◆ Problem statement
Turn each line of the records below into a Markdown table with two columns, Row and Line, numbering the rows and skipping blank lines. Leave the pictures out.
** start Entries provided **
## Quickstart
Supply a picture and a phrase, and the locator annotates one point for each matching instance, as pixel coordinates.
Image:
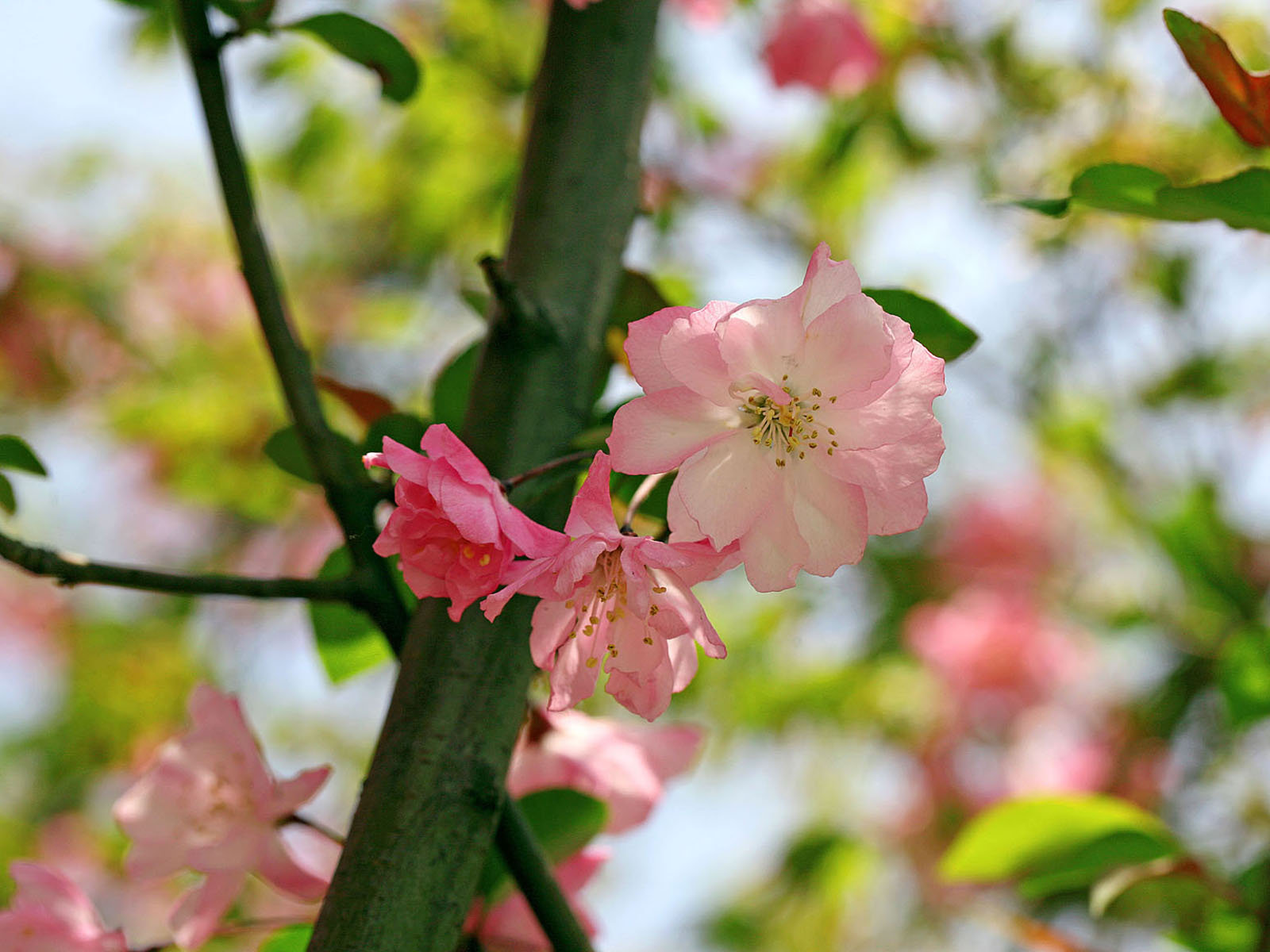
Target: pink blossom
(51, 914)
(512, 927)
(995, 651)
(799, 425)
(823, 44)
(454, 528)
(209, 803)
(620, 765)
(625, 601)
** end Entries provided **
◆ Solution below
| Row | Line |
|---|---|
| 1 | ## Quickstart |
| 2 | Supply a picture and a phrase, and the locator annotates one point for each matching instance, as pixel coordinates. |
| 3 | Image: |
| 4 | Target: pink blossom |
| 5 | (51, 914) |
| 6 | (512, 927) |
| 7 | (995, 651) |
| 8 | (799, 425) |
| 9 | (823, 44) |
| 10 | (454, 528) |
| 11 | (209, 803) |
| 12 | (620, 765) |
| 13 | (625, 601) |